Short problem
Reproduce every line of the listing below word for word, with nothing added or left out.

Input
>>>
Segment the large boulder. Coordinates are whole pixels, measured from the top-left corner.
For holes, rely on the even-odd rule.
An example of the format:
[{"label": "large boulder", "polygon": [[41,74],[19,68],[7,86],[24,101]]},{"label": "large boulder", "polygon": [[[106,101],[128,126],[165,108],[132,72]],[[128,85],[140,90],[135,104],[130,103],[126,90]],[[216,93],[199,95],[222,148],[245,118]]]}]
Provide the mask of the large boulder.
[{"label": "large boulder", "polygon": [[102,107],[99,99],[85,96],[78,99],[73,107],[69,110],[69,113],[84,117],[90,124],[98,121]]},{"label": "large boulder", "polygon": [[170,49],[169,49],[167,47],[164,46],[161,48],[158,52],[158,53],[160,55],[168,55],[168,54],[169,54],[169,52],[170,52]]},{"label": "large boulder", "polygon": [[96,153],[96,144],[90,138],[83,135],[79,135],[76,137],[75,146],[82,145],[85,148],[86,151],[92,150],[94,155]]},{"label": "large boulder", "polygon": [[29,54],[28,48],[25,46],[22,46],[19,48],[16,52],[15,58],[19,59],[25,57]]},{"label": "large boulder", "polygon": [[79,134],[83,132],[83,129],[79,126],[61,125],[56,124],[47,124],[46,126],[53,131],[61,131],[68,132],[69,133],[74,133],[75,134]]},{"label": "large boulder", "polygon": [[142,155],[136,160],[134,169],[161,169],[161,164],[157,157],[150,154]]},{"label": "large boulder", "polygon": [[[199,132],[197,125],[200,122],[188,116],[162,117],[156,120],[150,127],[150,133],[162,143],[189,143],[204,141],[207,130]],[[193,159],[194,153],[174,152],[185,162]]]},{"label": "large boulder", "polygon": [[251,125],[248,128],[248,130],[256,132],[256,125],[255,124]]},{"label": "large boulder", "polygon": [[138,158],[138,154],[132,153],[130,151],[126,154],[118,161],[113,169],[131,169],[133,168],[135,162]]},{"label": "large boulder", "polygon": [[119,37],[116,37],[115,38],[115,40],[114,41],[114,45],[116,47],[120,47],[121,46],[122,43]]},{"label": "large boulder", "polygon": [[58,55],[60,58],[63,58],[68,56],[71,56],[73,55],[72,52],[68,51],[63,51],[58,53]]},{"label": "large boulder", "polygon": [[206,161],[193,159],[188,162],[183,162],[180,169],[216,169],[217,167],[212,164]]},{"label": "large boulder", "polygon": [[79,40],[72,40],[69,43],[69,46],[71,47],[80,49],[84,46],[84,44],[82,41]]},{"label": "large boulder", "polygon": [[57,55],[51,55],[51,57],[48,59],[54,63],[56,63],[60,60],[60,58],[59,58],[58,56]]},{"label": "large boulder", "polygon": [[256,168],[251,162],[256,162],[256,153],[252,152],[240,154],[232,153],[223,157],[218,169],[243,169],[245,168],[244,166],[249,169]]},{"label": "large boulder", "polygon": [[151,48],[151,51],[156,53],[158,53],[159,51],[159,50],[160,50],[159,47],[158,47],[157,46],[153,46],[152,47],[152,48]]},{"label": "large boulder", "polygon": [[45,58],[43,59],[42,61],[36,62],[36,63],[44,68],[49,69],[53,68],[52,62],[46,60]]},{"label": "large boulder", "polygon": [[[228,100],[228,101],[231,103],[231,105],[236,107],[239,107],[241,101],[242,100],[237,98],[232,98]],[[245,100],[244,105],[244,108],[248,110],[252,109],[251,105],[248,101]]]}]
<<<
Expected answer
Segment the large boulder. Coordinates are whole pixels, measured from the top-left corner.
For holes, rely on the even-odd rule.
An example of the format:
[{"label": "large boulder", "polygon": [[41,74],[19,68],[7,86],[24,101]]},{"label": "large boulder", "polygon": [[[106,101],[128,126],[165,108],[132,72]],[[128,85],[140,90],[135,104],[130,103],[126,90]],[[216,93],[199,95],[222,148],[245,118]]]}]
Provide the mask of the large boulder.
[{"label": "large boulder", "polygon": [[102,107],[99,99],[85,96],[78,99],[73,107],[69,110],[69,113],[84,117],[90,124],[98,121]]},{"label": "large boulder", "polygon": [[170,49],[169,49],[167,47],[164,46],[161,48],[158,52],[158,53],[160,55],[168,55],[168,54],[169,54],[169,52],[170,52]]},{"label": "large boulder", "polygon": [[96,153],[96,144],[90,138],[83,135],[79,135],[76,137],[75,146],[82,145],[85,148],[86,151],[92,150],[94,155]]},{"label": "large boulder", "polygon": [[29,54],[28,48],[25,46],[22,46],[19,48],[16,52],[15,58],[19,59],[25,57]]},{"label": "large boulder", "polygon": [[79,134],[83,132],[83,129],[79,126],[61,125],[56,124],[47,124],[46,126],[53,131],[61,131],[68,132],[69,133],[74,133],[75,134]]},{"label": "large boulder", "polygon": [[142,155],[136,160],[134,169],[161,169],[161,164],[157,157],[150,154]]},{"label": "large boulder", "polygon": [[[199,132],[197,125],[200,122],[188,116],[162,117],[156,120],[150,127],[150,133],[162,143],[189,143],[204,141],[207,130]],[[193,159],[194,153],[174,152],[185,162]]]},{"label": "large boulder", "polygon": [[251,125],[248,128],[248,130],[256,132],[256,125],[255,124]]},{"label": "large boulder", "polygon": [[138,158],[138,154],[132,153],[130,151],[126,154],[118,161],[113,169],[131,169],[133,168],[135,162]]},{"label": "large boulder", "polygon": [[119,37],[116,37],[115,38],[115,40],[114,41],[114,45],[116,47],[120,47],[121,46],[122,43]]},{"label": "large boulder", "polygon": [[58,55],[60,58],[63,58],[68,56],[71,56],[73,55],[72,52],[68,51],[63,51],[58,53]]},{"label": "large boulder", "polygon": [[206,161],[193,159],[188,162],[183,162],[180,169],[216,169],[217,167],[212,164]]},{"label": "large boulder", "polygon": [[79,40],[72,40],[69,43],[69,46],[71,47],[80,49],[84,46],[84,44],[82,41]]},{"label": "large boulder", "polygon": [[57,55],[51,55],[51,57],[48,59],[54,63],[56,63],[60,60],[60,58],[59,58],[58,56]]},{"label": "large boulder", "polygon": [[256,168],[251,162],[256,162],[256,153],[252,152],[240,154],[232,153],[223,157],[218,169],[243,169],[245,168],[244,166],[249,169]]},{"label": "large boulder", "polygon": [[151,48],[151,51],[156,53],[158,53],[159,51],[159,50],[160,50],[159,47],[158,47],[157,46],[153,46],[152,47],[152,48]]},{"label": "large boulder", "polygon": [[45,58],[43,59],[42,61],[36,62],[36,63],[44,68],[49,69],[53,68],[52,62],[46,60]]},{"label": "large boulder", "polygon": [[[228,100],[228,101],[231,103],[231,105],[236,107],[239,107],[241,101],[242,100],[237,98],[232,98]],[[245,100],[244,105],[244,108],[248,110],[252,109],[251,105],[248,101]]]}]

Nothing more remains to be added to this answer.